* [Supplied text]
- - - -

SEOUL, South Korea As North Korea puts the finishing touches on its nuclear weapons program, the United States and its allies have limited options to prevent one of the world's poorest and most erratic regimes from becoming a nuclear power.
In a matter of weeks, faint hopes that North Korea might be coaxed through multinational talks into voluntarily dismantling its nuclear facilities have all but evaporated.
The Bush administration appears to have ruled out any kind of pre-emptive strike on North Korea, which with its conventional artillery alone could inflict massive casualties on neighboring South Korea and the more than 30,000 U.S. troops stationed here. With diplomacy failing and military action seen as unviable, nonproliferation experts have begun to speak despairingly of the inevitability of a nuclear North Korea.
U.S. spy satellites have detected what could be the groundwork for an underground nuclear test around the city of Kilju, officials said Friday. There are other bad signs as well. The North Koreans last weekend launched a missile into the Sea of Japan, possibly a new ballistic
missile that could reach U.S. bases in South Korea. The main North Korean nuclear reactor at Yongbyon has been shut down in apparent preparation for the extraction of more plutonium for bomb-making purposes.
If that happened, according to a report released last week by the Center for Nonproliferation Studies in Monterey, Calif., North Korea could have eleven nuclear bombs by next year.

- - - -

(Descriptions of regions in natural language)
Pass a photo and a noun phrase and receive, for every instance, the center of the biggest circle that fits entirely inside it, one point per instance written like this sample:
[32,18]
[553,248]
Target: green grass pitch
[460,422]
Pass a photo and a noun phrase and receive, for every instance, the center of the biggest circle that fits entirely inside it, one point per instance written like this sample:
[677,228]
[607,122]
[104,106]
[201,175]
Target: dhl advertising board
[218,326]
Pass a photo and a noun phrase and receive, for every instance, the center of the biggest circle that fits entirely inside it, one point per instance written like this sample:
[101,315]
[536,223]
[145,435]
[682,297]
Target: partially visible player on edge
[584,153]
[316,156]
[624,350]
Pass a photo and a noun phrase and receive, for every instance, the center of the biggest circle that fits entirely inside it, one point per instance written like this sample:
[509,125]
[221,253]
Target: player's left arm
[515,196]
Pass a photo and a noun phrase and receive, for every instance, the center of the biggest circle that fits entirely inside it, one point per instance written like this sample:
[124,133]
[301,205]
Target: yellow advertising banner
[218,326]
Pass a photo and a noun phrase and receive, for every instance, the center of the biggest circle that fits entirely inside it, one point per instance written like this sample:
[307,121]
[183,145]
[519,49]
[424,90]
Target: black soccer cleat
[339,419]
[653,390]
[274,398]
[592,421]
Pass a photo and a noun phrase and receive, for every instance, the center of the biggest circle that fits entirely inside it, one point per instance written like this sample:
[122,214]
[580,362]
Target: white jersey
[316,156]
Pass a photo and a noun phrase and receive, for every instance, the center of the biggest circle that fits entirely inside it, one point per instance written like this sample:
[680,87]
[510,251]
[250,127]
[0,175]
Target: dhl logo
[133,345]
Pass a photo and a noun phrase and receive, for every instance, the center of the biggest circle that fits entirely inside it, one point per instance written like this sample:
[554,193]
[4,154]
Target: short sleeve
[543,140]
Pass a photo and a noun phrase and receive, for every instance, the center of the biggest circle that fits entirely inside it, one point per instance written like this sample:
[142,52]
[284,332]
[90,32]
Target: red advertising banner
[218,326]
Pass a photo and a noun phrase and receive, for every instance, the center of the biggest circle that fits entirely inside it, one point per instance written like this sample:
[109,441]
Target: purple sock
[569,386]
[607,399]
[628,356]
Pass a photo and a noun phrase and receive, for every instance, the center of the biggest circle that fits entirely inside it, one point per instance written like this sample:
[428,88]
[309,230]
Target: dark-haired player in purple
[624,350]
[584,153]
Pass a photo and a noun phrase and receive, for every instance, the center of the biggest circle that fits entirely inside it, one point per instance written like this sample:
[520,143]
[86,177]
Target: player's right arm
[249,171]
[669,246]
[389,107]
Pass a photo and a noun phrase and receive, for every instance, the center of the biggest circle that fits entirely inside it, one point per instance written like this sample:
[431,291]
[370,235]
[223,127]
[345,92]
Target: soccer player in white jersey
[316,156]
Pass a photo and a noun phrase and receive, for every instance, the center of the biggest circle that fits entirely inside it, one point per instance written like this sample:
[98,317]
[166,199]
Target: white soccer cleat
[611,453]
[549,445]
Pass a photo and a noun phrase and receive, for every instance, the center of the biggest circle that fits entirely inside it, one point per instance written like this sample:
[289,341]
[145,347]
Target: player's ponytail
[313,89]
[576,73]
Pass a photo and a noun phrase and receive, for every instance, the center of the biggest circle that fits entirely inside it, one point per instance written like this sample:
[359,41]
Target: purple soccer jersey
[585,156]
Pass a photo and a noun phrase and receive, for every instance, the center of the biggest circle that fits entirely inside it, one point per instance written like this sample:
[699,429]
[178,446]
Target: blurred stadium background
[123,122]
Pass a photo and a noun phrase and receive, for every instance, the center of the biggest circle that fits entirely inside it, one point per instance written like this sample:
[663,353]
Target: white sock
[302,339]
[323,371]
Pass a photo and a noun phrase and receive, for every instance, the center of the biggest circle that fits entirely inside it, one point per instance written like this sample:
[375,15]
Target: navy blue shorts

- - - -

* [Work order 1]
Using the article on North Korea's nuclear program, decide whether each statement agrees with it. Answer yes or no for each and quote the words that settle it.
(a) The Bush administration appears to have ruled out a pre-emptive strike on North Korea.
(b) U.S. spy satellites detected possible groundwork for an underground nuclear test near Yongbyon.
(c) More than 30,000 U.S. troops are stationed in South Korea.
* [Work order 2] In the article on North Korea's nuclear program, how many nuclear bombs could North Korea have by next year, according to the Center for Nonproliferation Studies report?
* [Work order 3] Continue the article on North Korea's nuclear program, starting right after its last sentence.
The listing has nothing to do with any of this.

* [Response box 1]
(a) Yes: "The Bush administration appears to have ruled out any kind of pre-emptive strike on North Korea"
(b) No: "U.S. spy satellites have detected what could be the groundwork for an underground nuclear test around the city of Kilju"
(c) Yes: "the more than 30,000 U.S. troops stationed here"

* [Response box 2] Eleven.

* [Response box 3]
"It looks like North Korea is intent on becoming a nuclear power and the time is running out to stop it," Park Jin, a South Korean legislator and member of the National Assembly's defense committee, said Friday.
The CIA has believed for some time that North Korea might have one or two nuclear weapons, and Pyongyang itself announced Feb. 10 that it had nuclear capability. But it has not been officially deemed by the international community to be a nuclear power because it has not actually tested a device.
"The general working assumption is that they could test with relatively little warning if they choose to do so," a U.S. official in Washington said Friday. The factors in their decisions would likely be "more political than technical."
Among American policymakers, there is a long-standing epithet for North Korea as the "land of lousy options." Never has it been more the case as they watch with a largely helpless feeling from the sidelines as Pyongyang puts its nuclear program on fast-forward.